■ **Objective**: Copy the listing below word for word, starting at the line that contains "FIND building roof | bbox --json" and continuing to the end, and leave out the pictures.

■ **Recorded data**:
···

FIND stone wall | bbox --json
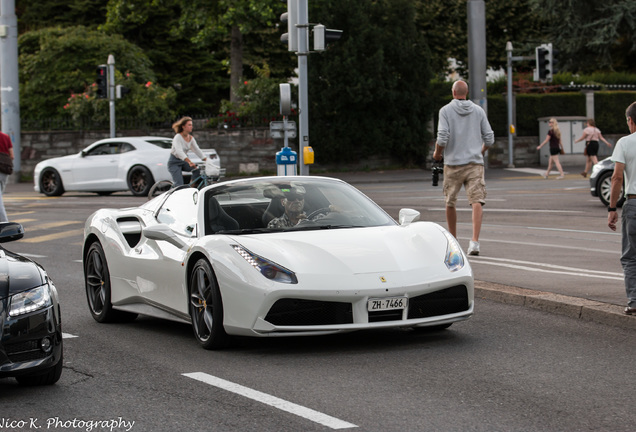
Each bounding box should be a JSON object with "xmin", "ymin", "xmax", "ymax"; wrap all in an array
[
  {"xmin": 16, "ymin": 127, "xmax": 622, "ymax": 179},
  {"xmin": 21, "ymin": 128, "xmax": 282, "ymax": 178}
]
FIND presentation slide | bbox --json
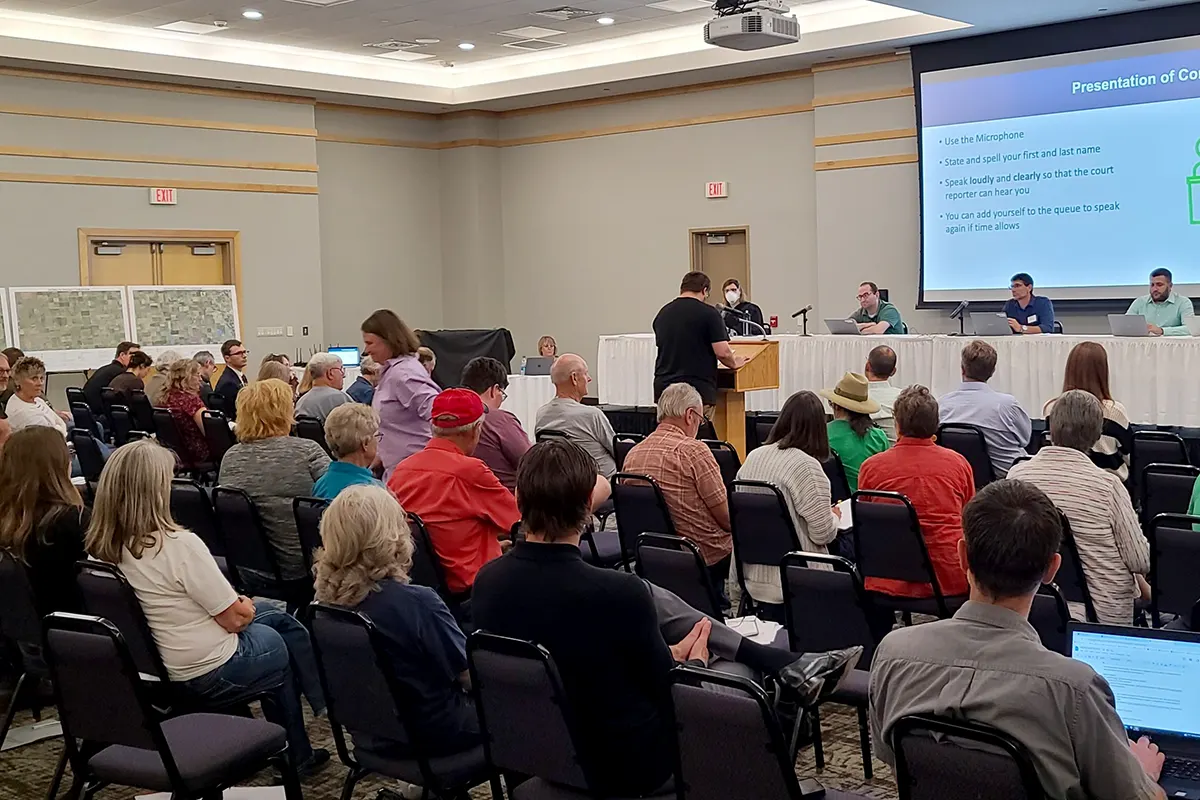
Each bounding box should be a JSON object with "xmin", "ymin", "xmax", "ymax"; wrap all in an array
[{"xmin": 920, "ymin": 37, "xmax": 1200, "ymax": 302}]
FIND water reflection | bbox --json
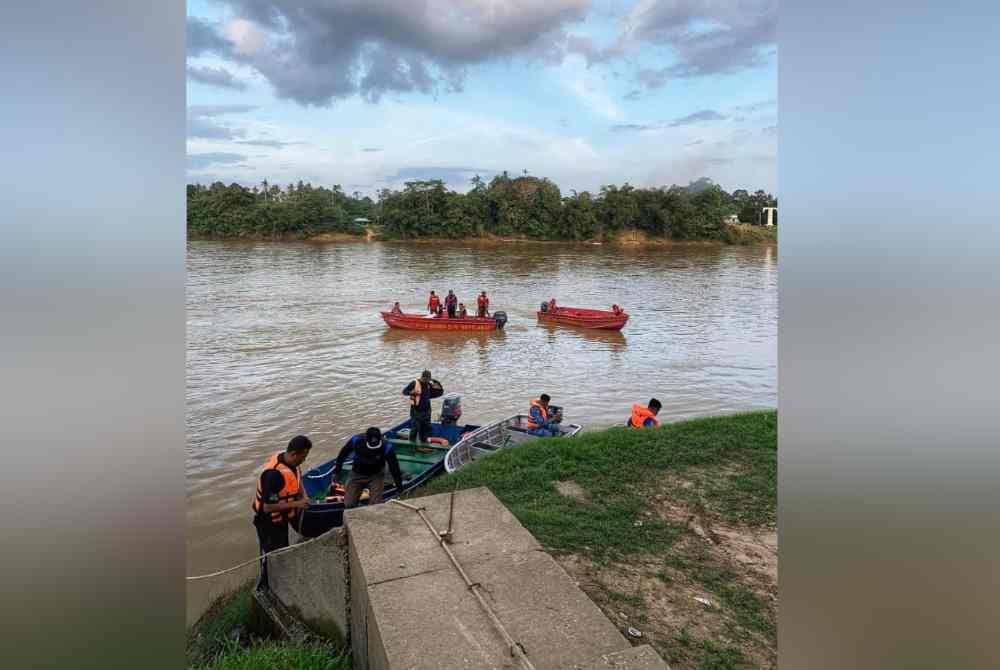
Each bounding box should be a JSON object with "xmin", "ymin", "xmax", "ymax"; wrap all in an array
[
  {"xmin": 382, "ymin": 327, "xmax": 507, "ymax": 350},
  {"xmin": 538, "ymin": 323, "xmax": 628, "ymax": 352},
  {"xmin": 186, "ymin": 242, "xmax": 778, "ymax": 617}
]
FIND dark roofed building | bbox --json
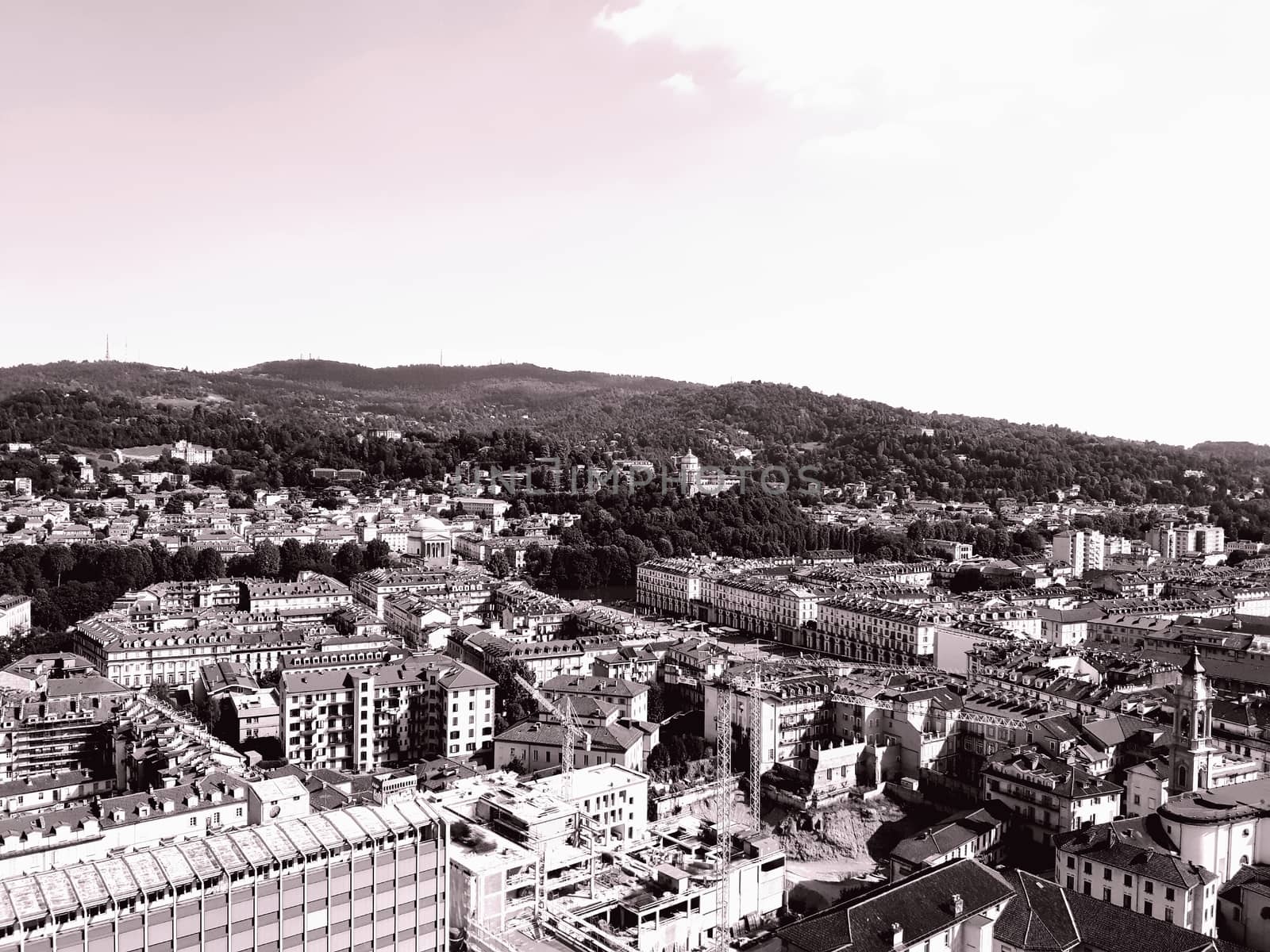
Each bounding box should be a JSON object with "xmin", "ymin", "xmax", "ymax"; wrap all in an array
[{"xmin": 777, "ymin": 859, "xmax": 1014, "ymax": 952}]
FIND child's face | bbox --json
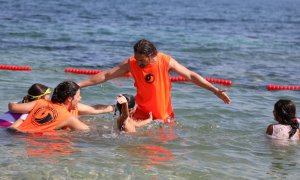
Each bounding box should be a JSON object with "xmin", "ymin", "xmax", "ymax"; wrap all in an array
[
  {"xmin": 273, "ymin": 109, "xmax": 279, "ymax": 122},
  {"xmin": 44, "ymin": 94, "xmax": 50, "ymax": 100},
  {"xmin": 129, "ymin": 105, "xmax": 137, "ymax": 115}
]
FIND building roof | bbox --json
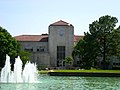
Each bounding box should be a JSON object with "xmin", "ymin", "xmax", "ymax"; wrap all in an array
[
  {"xmin": 50, "ymin": 20, "xmax": 72, "ymax": 26},
  {"xmin": 14, "ymin": 34, "xmax": 84, "ymax": 43},
  {"xmin": 14, "ymin": 34, "xmax": 48, "ymax": 42}
]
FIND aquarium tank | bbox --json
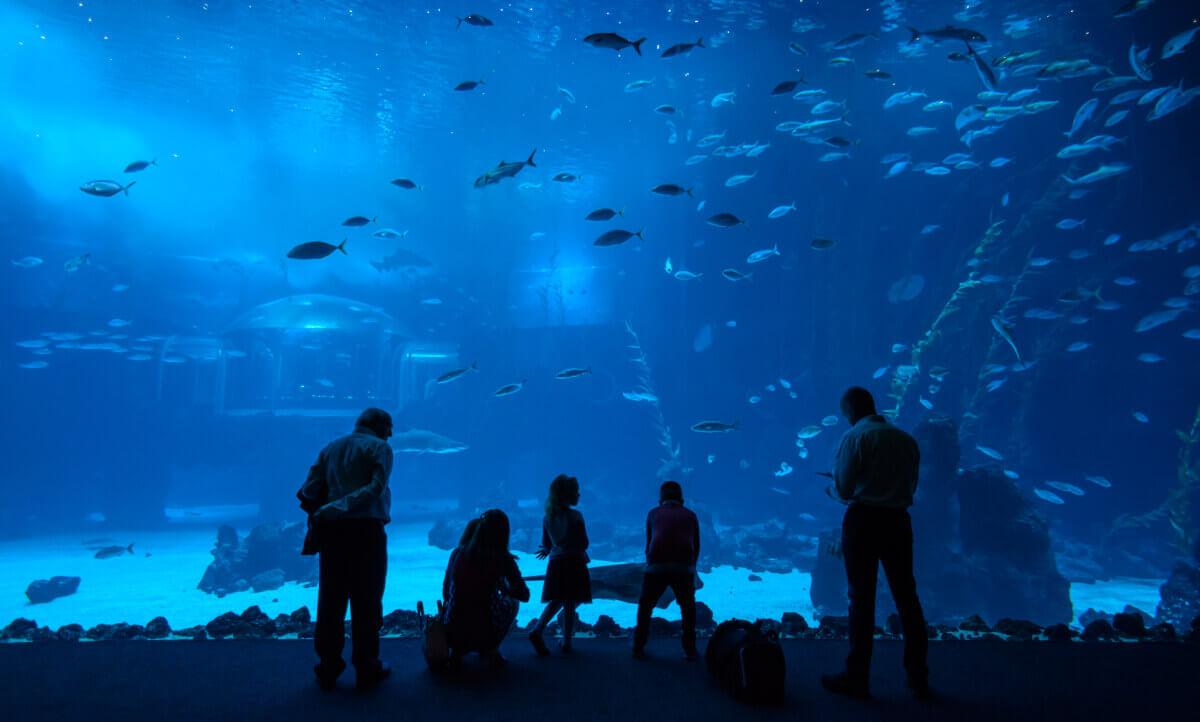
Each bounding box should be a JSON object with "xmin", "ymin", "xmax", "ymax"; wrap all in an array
[{"xmin": 0, "ymin": 0, "xmax": 1200, "ymax": 630}]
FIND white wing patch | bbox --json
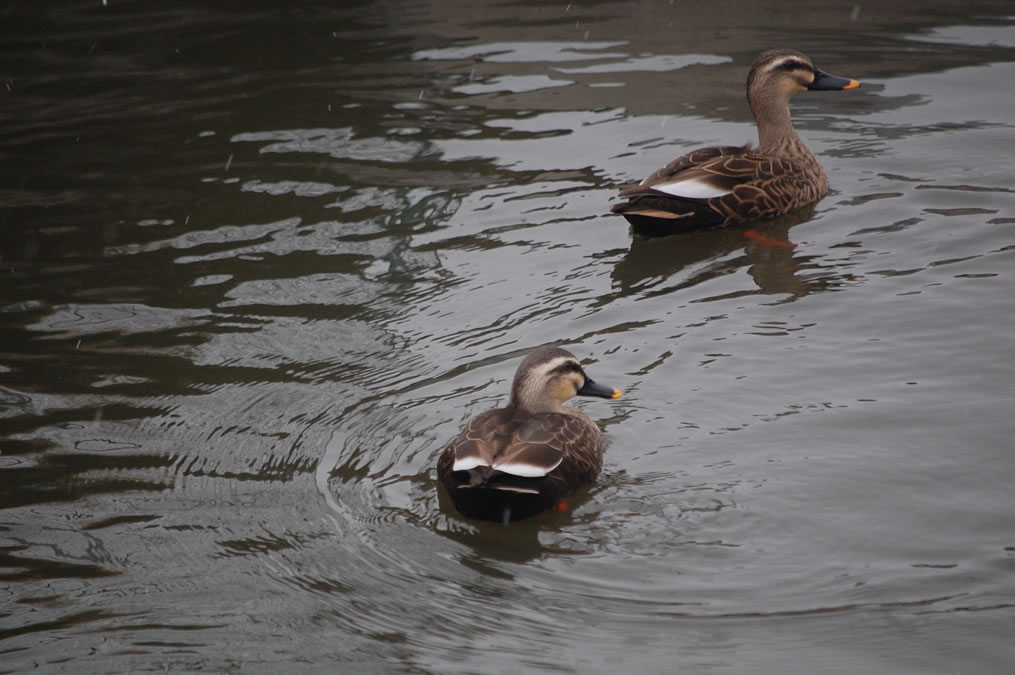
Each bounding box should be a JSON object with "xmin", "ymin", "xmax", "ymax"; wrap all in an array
[
  {"xmin": 493, "ymin": 457, "xmax": 564, "ymax": 478},
  {"xmin": 652, "ymin": 180, "xmax": 731, "ymax": 199},
  {"xmin": 451, "ymin": 455, "xmax": 489, "ymax": 471}
]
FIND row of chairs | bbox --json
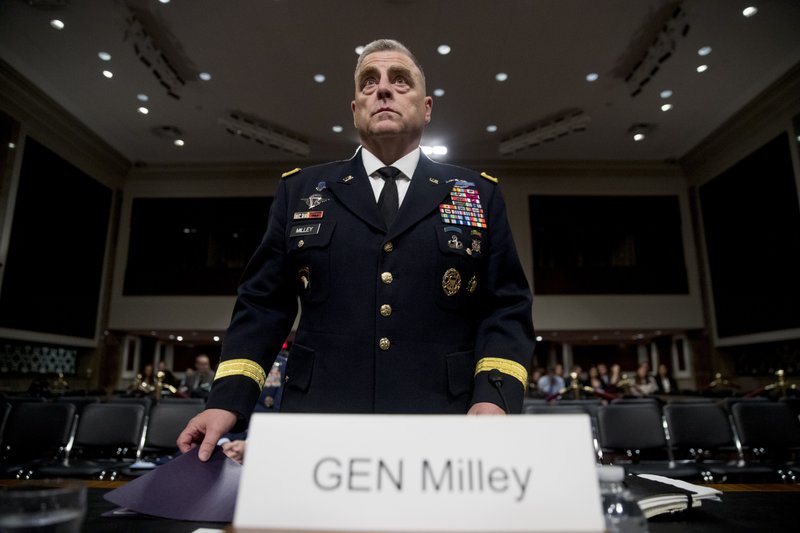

···

■ **Written solution**:
FIND building roof | bbox --json
Each bounding box should be a JSON object with "xmin", "ymin", "xmax", "ymax"; wrap all in an array
[
  {"xmin": 50, "ymin": 20, "xmax": 72, "ymax": 26},
  {"xmin": 14, "ymin": 34, "xmax": 84, "ymax": 43},
  {"xmin": 14, "ymin": 34, "xmax": 48, "ymax": 42}
]
FIND aquarium tank | bbox --json
Each bounding box should be a JSON object with "xmin", "ymin", "xmax", "ymax"; wrap all in an array
[{"xmin": 0, "ymin": 0, "xmax": 1200, "ymax": 630}]
FIND white wing patch | bbox --json
Each bounding box should be a JSON object with "xmin", "ymin", "xmax", "ymax"; wrap all in an array
[
  {"xmin": 493, "ymin": 457, "xmax": 564, "ymax": 478},
  {"xmin": 652, "ymin": 180, "xmax": 731, "ymax": 199},
  {"xmin": 451, "ymin": 455, "xmax": 489, "ymax": 471}
]
FIND row of chairs | bbox --json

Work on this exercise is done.